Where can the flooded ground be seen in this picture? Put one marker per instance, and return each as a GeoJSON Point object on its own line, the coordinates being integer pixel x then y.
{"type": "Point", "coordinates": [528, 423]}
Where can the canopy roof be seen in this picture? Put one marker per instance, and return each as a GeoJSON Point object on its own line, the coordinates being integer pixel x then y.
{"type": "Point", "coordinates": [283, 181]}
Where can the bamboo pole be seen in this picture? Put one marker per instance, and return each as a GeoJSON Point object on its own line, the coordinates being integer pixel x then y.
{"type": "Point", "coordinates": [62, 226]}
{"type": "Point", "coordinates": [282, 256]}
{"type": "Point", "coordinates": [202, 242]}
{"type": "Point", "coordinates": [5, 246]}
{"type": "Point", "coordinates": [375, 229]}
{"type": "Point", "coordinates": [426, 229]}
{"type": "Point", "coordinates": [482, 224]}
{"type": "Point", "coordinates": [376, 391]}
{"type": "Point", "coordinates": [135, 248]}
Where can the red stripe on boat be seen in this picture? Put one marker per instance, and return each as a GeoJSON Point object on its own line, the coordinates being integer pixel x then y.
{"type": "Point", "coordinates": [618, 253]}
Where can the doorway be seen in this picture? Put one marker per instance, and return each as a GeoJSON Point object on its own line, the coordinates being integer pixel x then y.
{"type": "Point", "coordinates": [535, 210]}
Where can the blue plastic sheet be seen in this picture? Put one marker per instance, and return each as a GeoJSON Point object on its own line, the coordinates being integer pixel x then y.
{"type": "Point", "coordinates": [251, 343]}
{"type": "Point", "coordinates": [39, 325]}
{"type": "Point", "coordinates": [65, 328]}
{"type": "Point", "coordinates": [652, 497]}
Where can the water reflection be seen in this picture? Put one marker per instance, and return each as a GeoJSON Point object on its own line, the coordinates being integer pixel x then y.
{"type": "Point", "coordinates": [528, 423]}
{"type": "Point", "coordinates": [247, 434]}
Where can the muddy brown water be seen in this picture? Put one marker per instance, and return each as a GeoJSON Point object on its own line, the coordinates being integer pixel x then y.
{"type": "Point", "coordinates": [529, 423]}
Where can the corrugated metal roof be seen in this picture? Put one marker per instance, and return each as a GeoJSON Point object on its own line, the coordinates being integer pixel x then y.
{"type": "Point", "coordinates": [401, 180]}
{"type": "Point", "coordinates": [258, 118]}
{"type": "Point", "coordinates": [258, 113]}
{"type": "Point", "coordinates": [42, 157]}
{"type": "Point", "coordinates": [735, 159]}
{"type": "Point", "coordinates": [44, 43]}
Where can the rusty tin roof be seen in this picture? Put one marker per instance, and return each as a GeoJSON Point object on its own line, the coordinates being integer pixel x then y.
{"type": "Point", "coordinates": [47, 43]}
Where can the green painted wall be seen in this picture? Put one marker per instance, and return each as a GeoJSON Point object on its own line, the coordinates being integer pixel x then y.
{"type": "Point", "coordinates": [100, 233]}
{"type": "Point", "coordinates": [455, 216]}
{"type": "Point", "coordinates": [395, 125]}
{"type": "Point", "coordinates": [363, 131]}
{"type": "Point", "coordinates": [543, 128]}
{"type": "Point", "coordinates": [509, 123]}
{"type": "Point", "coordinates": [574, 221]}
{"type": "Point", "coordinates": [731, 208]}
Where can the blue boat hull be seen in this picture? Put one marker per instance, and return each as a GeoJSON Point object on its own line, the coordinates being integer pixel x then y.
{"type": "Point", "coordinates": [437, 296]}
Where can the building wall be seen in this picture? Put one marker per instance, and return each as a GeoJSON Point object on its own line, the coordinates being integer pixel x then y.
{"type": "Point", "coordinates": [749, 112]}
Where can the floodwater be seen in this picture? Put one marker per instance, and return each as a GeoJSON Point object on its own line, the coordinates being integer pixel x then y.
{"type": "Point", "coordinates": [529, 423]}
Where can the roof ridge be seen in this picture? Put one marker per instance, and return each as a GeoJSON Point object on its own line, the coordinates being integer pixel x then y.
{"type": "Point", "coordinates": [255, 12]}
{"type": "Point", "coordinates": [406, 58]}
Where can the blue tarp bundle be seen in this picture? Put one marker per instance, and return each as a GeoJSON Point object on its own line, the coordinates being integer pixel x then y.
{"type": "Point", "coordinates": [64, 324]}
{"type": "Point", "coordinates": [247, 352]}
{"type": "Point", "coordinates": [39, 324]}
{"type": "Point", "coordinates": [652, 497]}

- - -

_DO THIS_:
Update the material from the line containing "Where can the building" down to its end by putting "roofline" in place of "roof ridge", leaving everything else unchanged.

_FINISHED TASK_:
Where can the building wall be seen in this picture? Put one marker per instance, and return each as a GeoJSON Point object on its own line, the coordinates being integer pixel x then y.
{"type": "Point", "coordinates": [749, 112]}
Where can the floodwater be seen in this picture? Put one marker per instance, and return each as a GeoJSON Point object on its own line, the coordinates being integer pixel x then y.
{"type": "Point", "coordinates": [529, 423]}
Where can the roofline be seen in this picture? Put one marker per instance, and return each as a GeoJSON Point object on its own line, the coordinates being integer pixel x then y.
{"type": "Point", "coordinates": [255, 12]}
{"type": "Point", "coordinates": [406, 58]}
Where can the blue tarp bundle be seen in this picture? Put one marker per instance, and return each as a GeoJSON Point object on its own line, the coordinates being integer pixel x then y.
{"type": "Point", "coordinates": [64, 324]}
{"type": "Point", "coordinates": [247, 352]}
{"type": "Point", "coordinates": [39, 324]}
{"type": "Point", "coordinates": [652, 497]}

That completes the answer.